══ PROVIDED RECORDS ══
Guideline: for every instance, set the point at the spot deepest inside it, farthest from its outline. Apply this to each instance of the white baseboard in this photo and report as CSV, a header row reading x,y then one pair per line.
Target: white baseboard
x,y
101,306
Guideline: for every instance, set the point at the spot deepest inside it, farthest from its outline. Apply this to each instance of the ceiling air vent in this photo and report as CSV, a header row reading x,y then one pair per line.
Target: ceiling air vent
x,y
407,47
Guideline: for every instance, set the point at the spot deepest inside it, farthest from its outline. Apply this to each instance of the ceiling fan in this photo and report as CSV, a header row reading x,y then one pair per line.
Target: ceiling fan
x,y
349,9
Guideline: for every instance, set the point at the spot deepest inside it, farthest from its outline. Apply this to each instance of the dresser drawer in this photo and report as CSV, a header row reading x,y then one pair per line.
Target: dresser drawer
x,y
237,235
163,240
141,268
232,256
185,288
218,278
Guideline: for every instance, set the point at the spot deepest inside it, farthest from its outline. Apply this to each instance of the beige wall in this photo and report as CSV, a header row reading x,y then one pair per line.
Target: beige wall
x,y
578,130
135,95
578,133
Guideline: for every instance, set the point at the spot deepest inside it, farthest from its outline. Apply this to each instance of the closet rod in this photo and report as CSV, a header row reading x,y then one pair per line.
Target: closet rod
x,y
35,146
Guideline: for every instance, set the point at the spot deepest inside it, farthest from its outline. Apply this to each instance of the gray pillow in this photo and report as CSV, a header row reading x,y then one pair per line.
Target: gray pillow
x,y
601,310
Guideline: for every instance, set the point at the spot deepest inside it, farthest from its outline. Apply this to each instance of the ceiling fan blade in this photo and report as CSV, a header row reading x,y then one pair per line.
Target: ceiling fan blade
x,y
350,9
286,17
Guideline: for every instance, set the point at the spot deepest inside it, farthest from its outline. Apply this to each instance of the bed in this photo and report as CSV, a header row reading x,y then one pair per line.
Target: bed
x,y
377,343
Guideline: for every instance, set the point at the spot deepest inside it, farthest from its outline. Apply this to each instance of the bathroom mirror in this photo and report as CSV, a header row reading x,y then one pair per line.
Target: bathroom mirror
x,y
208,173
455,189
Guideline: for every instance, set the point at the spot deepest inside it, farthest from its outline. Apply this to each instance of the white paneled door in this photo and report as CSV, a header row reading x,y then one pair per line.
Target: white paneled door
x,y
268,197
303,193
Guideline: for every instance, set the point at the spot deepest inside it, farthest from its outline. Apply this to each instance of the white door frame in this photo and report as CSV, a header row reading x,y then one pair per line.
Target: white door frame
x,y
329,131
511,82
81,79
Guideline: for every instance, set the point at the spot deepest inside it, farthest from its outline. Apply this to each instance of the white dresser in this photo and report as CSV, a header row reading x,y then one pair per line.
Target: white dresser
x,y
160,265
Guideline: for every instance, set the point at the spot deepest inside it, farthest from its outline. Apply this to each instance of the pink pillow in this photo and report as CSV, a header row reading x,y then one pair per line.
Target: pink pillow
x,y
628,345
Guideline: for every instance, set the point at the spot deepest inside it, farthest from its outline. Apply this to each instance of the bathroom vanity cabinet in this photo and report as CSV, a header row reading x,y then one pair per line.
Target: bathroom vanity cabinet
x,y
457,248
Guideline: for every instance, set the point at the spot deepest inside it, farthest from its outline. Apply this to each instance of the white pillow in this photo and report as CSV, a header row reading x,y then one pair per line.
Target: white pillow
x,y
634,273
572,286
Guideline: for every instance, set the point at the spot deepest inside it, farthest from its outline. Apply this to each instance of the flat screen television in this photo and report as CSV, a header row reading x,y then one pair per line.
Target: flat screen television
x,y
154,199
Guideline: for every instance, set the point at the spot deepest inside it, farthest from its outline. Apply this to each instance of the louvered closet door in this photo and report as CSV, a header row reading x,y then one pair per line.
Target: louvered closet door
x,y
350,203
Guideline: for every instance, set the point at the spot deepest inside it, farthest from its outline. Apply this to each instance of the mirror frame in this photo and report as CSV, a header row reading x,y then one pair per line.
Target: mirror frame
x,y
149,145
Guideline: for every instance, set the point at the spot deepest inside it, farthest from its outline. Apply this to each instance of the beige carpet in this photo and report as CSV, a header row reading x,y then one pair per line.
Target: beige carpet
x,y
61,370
═══
══ PROVIDED RECORDS ══
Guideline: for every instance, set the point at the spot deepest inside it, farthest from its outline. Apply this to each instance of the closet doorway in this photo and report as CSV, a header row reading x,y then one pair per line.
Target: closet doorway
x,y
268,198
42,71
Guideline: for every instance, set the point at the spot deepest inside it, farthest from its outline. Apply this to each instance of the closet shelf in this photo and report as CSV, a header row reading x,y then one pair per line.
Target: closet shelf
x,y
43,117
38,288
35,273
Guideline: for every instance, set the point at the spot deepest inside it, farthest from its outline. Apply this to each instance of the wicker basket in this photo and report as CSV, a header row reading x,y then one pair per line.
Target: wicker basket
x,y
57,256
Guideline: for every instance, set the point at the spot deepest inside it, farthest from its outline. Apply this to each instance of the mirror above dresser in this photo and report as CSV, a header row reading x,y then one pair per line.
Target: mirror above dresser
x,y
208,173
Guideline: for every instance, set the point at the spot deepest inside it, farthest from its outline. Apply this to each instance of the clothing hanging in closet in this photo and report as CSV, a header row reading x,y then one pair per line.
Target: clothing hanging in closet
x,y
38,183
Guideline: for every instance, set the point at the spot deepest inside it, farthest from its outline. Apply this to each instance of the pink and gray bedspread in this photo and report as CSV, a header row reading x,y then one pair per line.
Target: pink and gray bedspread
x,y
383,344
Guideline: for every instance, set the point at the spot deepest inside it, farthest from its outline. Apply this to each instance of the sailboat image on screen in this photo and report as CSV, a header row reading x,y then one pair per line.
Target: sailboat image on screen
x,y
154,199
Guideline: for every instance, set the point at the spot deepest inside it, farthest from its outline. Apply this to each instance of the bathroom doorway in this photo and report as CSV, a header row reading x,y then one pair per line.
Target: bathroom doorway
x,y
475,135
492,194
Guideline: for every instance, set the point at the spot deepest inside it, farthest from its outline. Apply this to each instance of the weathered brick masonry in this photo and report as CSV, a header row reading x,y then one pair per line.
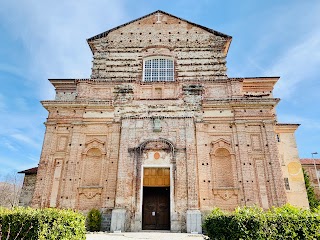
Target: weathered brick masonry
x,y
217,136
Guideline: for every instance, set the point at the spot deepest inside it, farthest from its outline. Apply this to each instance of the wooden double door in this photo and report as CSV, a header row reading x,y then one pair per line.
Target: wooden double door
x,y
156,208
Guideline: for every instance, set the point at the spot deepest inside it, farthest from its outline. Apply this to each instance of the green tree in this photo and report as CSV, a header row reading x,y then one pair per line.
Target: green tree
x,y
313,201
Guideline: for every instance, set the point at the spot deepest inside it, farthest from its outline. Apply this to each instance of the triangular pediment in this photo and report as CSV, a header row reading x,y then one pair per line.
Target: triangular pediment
═══
══ PROVIDED RECORDS ══
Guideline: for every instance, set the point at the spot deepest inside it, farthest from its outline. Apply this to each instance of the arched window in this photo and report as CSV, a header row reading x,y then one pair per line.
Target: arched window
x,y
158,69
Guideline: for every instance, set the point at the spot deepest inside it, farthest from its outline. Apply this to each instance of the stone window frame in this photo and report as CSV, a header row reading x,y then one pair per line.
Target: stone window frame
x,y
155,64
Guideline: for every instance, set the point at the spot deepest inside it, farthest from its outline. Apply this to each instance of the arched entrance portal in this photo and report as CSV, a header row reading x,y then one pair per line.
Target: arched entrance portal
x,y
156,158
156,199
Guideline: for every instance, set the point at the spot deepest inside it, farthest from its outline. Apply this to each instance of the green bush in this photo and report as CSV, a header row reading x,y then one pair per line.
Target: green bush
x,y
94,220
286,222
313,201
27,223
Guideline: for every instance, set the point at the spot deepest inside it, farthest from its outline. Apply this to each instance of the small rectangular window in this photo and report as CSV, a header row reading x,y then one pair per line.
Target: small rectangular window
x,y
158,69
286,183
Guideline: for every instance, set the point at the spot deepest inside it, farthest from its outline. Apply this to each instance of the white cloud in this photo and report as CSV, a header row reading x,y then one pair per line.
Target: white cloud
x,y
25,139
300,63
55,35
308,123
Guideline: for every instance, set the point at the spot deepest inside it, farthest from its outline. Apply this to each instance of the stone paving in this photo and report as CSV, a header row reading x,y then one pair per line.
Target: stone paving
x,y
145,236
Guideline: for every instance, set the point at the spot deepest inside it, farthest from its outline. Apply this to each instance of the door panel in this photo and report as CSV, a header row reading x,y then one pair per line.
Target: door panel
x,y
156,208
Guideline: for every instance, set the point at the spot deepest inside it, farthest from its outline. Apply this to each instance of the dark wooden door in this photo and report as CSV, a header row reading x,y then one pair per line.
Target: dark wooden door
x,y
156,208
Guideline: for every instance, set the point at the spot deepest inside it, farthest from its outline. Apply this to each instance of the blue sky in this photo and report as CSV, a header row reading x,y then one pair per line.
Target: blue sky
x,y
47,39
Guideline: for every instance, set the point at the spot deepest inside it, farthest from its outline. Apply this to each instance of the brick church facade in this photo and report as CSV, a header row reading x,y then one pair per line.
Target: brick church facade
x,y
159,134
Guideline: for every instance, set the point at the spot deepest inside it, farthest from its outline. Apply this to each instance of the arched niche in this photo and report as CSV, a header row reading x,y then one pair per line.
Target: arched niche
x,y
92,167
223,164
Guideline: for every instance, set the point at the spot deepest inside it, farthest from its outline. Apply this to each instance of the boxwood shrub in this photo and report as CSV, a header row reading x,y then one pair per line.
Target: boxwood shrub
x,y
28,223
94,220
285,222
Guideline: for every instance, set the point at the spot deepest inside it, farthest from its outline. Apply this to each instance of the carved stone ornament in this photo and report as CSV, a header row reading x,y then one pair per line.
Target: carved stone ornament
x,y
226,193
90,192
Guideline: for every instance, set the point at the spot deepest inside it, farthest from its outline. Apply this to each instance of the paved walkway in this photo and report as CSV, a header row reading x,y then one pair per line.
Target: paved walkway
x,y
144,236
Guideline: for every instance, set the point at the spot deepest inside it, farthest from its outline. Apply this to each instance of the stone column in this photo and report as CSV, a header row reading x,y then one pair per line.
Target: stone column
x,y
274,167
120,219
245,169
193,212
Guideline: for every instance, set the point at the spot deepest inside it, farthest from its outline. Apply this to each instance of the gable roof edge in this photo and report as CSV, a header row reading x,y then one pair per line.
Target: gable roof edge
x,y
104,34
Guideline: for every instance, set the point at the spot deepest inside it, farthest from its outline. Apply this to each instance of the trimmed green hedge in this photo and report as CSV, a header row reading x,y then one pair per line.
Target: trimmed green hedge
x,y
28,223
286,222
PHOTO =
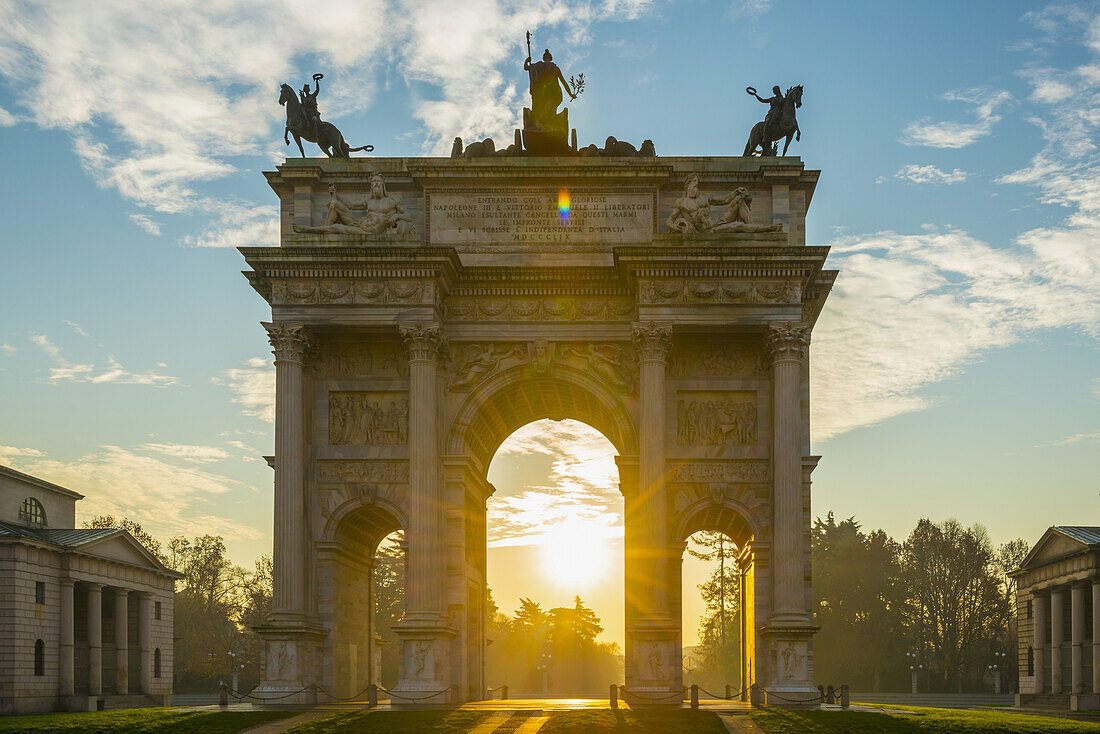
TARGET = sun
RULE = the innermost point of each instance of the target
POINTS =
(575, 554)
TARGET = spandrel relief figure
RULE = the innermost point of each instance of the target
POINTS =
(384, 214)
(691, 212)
═══
**TASK TO COMPLETE**
Return every line of the data above in which "triangular" appears.

**SOLUTION TO THE EXERCISE**
Guideline: for every instance, set the point at the spot deepest inside it, farthest from its outline. Apply this to each instance of the triangular pediment in this photo and report as CSV, a header row reading x,y then one pair per line.
Target: triangular pediment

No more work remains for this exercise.